**REQUIRED WORK:** Copy the records below line for line, starting with the first line and ending with the line containing "top-left (270, 73), bottom-right (354, 280)", inclusive. Leave the pictures out of your copy.

════════════════

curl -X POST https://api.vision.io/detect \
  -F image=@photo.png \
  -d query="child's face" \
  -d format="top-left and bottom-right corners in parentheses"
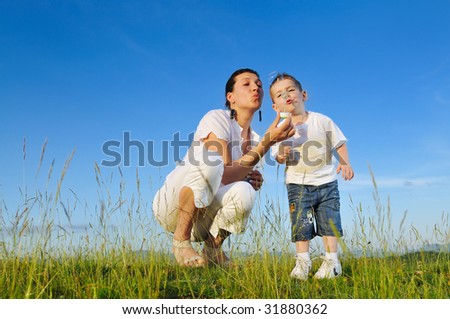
top-left (270, 79), bottom-right (307, 114)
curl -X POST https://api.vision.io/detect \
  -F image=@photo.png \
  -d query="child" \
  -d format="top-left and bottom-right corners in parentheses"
top-left (270, 73), bottom-right (354, 280)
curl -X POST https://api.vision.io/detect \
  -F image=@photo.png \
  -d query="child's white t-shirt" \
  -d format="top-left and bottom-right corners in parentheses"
top-left (271, 112), bottom-right (347, 186)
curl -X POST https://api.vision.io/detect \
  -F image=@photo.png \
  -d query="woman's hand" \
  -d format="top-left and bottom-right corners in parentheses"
top-left (245, 170), bottom-right (264, 191)
top-left (263, 112), bottom-right (295, 146)
top-left (276, 145), bottom-right (291, 164)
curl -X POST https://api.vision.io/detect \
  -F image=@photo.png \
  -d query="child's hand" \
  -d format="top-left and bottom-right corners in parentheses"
top-left (245, 170), bottom-right (264, 191)
top-left (336, 164), bottom-right (355, 181)
top-left (277, 145), bottom-right (291, 164)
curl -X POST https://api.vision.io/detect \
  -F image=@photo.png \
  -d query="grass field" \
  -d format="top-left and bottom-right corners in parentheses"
top-left (0, 149), bottom-right (450, 299)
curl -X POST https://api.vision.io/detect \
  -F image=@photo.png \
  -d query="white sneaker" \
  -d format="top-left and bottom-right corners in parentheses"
top-left (314, 257), bottom-right (342, 279)
top-left (291, 255), bottom-right (312, 280)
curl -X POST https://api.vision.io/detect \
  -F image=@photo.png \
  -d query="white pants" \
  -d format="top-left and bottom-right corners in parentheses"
top-left (152, 147), bottom-right (256, 241)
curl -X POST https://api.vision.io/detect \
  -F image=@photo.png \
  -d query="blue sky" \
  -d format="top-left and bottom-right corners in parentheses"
top-left (0, 0), bottom-right (450, 249)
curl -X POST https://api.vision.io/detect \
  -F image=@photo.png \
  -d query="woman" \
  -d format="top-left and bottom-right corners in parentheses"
top-left (153, 69), bottom-right (295, 267)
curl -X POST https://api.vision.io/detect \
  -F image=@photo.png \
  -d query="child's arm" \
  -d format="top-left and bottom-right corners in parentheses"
top-left (275, 144), bottom-right (291, 164)
top-left (336, 143), bottom-right (355, 181)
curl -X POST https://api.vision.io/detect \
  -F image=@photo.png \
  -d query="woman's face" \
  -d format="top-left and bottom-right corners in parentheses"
top-left (227, 72), bottom-right (264, 110)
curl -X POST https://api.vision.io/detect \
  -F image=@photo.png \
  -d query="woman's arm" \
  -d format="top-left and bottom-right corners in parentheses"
top-left (203, 115), bottom-right (295, 184)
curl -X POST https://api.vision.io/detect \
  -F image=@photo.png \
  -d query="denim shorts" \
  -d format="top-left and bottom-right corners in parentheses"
top-left (286, 180), bottom-right (343, 242)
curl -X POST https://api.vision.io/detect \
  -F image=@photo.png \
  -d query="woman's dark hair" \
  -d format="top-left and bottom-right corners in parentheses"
top-left (269, 72), bottom-right (303, 92)
top-left (225, 69), bottom-right (259, 108)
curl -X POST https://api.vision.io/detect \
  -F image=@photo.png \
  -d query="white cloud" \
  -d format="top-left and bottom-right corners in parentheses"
top-left (340, 175), bottom-right (449, 189)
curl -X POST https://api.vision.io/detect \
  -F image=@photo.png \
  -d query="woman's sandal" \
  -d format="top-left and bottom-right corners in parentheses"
top-left (172, 239), bottom-right (206, 268)
top-left (203, 245), bottom-right (234, 267)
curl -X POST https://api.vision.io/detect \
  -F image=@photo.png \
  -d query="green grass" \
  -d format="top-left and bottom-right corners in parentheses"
top-left (0, 146), bottom-right (450, 299)
top-left (0, 252), bottom-right (450, 299)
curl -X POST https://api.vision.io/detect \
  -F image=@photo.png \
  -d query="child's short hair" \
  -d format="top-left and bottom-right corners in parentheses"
top-left (269, 72), bottom-right (303, 97)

════════════════

**TASK ANSWER:**
curl -X POST https://api.vision.io/detect \
  -F image=@photo.png \
  -d query="child's face" \
  -d format="top-left and bottom-right corners in parentheses"
top-left (270, 79), bottom-right (307, 114)
curl -X POST https://api.vision.io/detect \
  -F image=@photo.png \
  -d query="child" \
  -d format="top-left and bottom-right corners in parentheses"
top-left (270, 73), bottom-right (354, 280)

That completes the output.